■ **Textauszug**
________
Wir sind dankbar für Hinweise, die auf Missstände innerhalb unserer Organisationen hinweisen. Auch bei uns arbeiten Menschen – und wo Menschen arbeiten, können auch Fehler passieren. Diese erkennen und beheben wir nach bestem Wissen und Gewissen. Allerdings trägt die RTL-Berichterstattung keineswegs zu einem solchen Prozess bei, im Gegenteil: Durch tendenziöse und unwahre Vorwürfe wird Stimmung gegen das Rote Kreuz gemacht – und das in einer Zeit, in der es mehr denn je wichtig ist, dass sich Menschen füreinander einsetzen, solidarisch an Ihre Mitmenschen denken und wir alle gemeinsam diejenigen schätzen, die in diesen Zeiten besonders wichtige Arbeit leisten.
Da wir großen Wert auf Transparenz und auf die Offenheit unserer Struktur legen, möchten wir Ihnen zu einzelnen Punkten unsere Sicht der Dinge darlegen.
Gerne beantworten wir Ihnen auch darüber hinaus Ihre Fragen!
1. Kleiderkammer:
Im BRK gibt es so gut wie keine Kleiderkammern mehr, sondern fast ausschließlich Kleiderläden (derzeit 110 in Bayern). In den „Kammern“ erhalten Bedürftige kostenlos ausgesuchte Kleidung in ihrer Größe. Die Kleiderläden hingegen ähneln einem Second-Hand-Shop, bei dem Bürgerinnen und Bürger unabhängig einer etwaigen Bedürftigkeit kostengünstig einkaufen können. Zusätzlich erhalten Bedürftige mit entsprechendem Nachweis einen Rabatt von meist 50%.
Richtig ist, dass ein großer Teil der Altkleiderspenden (bspw. per Altkleidercontainer) eine so schlechte Qualität aufweisen, dass sie für die Wiederverwendung für bedürftige Mitbürgerinnen und Mitbürger nicht in Frage kommen und daher zur Weiterverwertung (Recycling) an Textildienstleister verkauft werden. Die Erträge kommen wiederum den satzungsgemäßen Aufgaben des BRK zugute.
2. Haustürwerbung:
In unseren FAQs klären wir Fragen zur Haustürwerbung seit einiger Zeit sehr transparent. Wir legen sehr großen Wert darauf, dass der Grundsatz der „Freiwilligkeit“ bei einer Spende gewahrt bleibt. Insofern distanzieren wir uns von jeglichem Druck, den etwaige Haustürwerber auf mögliche Spenderinnen und Spender ausüben. Es ist unzutreffend, dass die Zuführung von professioneller Hilfe (bspw. bei einem medizinischen Notfall) von einer Spende abhängt. Dieser Eindruck darf nicht erzeugt werden. Auch wenn die gezeigten Fälle nicht aus Bayern waren, werden wir intern die Abläufe prüfen und die Sensibilität stärken.
________
■ **Bereitgestellte Daten**
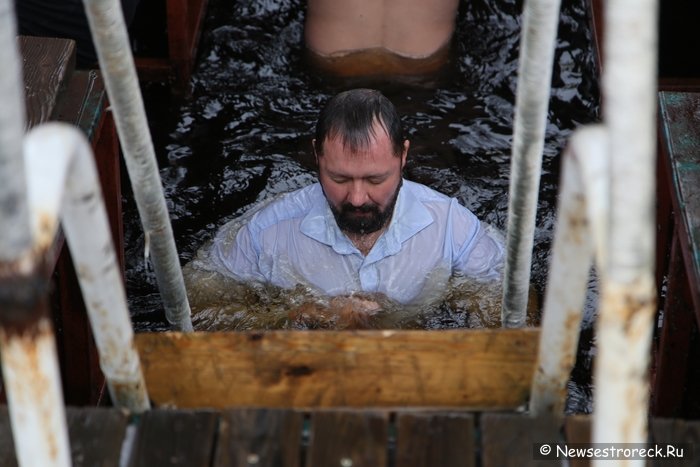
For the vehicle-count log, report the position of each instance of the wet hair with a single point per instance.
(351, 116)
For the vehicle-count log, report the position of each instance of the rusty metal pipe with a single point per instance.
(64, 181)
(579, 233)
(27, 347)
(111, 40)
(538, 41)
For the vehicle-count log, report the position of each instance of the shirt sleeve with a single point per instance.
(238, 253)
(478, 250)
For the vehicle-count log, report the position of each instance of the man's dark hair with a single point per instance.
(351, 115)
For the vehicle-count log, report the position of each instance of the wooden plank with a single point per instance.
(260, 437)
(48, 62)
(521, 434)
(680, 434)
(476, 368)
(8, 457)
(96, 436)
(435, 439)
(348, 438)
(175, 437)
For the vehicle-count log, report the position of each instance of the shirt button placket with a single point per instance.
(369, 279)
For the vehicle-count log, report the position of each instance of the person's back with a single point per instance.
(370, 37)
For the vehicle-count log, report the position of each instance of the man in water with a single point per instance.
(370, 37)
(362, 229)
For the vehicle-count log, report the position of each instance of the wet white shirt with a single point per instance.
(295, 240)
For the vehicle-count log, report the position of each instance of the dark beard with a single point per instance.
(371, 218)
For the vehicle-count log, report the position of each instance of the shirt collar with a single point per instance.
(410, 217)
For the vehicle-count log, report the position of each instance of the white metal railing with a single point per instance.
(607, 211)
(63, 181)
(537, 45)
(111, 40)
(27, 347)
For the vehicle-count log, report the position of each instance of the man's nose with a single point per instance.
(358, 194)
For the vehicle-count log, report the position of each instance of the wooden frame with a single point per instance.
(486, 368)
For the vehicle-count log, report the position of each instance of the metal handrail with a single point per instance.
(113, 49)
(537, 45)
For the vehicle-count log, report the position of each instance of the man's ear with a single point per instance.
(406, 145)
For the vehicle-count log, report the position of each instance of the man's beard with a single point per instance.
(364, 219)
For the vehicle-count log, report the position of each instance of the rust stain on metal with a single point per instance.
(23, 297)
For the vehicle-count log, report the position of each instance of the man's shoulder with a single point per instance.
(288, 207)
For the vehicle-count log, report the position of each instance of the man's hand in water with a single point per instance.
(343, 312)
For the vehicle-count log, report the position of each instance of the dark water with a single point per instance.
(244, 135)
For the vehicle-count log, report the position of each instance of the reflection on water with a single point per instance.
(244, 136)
________
■ **Aufgaben**
1. Liste alle Ausdrücke auf, die im Textauszug in runden Klammern stehen.
2. Führe die Stellungnahme zur RTL-Berichterstattung über das Rote Kreuz im Anschluss an den letzten Satz weiter.

■ **Antworten**
1.
- derzeit 110 in Bayern
- bspw. per Altkleidercontainer
- Recycling
- bspw. bei einem medizinischen Notfall

2.
3. Spendenbriefe:
Das Bayerische Rote Kreuz organisiert seine Spendenmailings ausschließlich auf der Ebene der Kreisverbände. Das heißt, dass bei Spendenmailings die Spenden auch im jeweiligen Kreisverband ankommen. Es ist zulässig und gewollt, dass konkrete Projekte oder Gründe für das Spendenmailing angegeben werden. Wir möchten dem Spender dadurch zeigen, wofür wir die Spenden brauchen und einsetzen werden. Es ist auch richtig, dass Spenden insgesamt für weitere satzungsgemäße Aufgaben des Bayerischen Roten Kreuzes eingesetzt werden können. Wir prüfen, inwieweit der Hinweis hierzu prominenter auf einem Spendenbogen dargestellt werden kann.
4. Hausnotruf:
Es gibt offizielle Hausnotruf-Standards im gesamten Deutschen Roten Kreuz. Die Mindestempfehlung für einen Hintergrunddienst ist eine Ersthelfer-Ausbildung. In den Verträgen ist auch klar geregelt, dass der Hintergrunddienst nur zu Einsätzen kommt, wenn kein medizinischer Notfall vorliegt. Ansonsten muss gleich der Rettungsdienst (Notruf 112) informiert werden, nicht zuletzt, weil der Hausnotruf-Hintergrunddienst nicht mit Sonder- und Wegerechten (Blaulicht) im Straßenverkehr unterwegs ist. Der Hintergrunddienst darf nicht mit einem regelmäßigen Pflegedienst verwechselt werden. Selbstverständlich ist es aber auch Aufgabe des Hintergrunddienstes, in speziellen Situationen, beispielsweise nach einem Sturz ohne Verletzungen, als Hebehilfe einzugreifen.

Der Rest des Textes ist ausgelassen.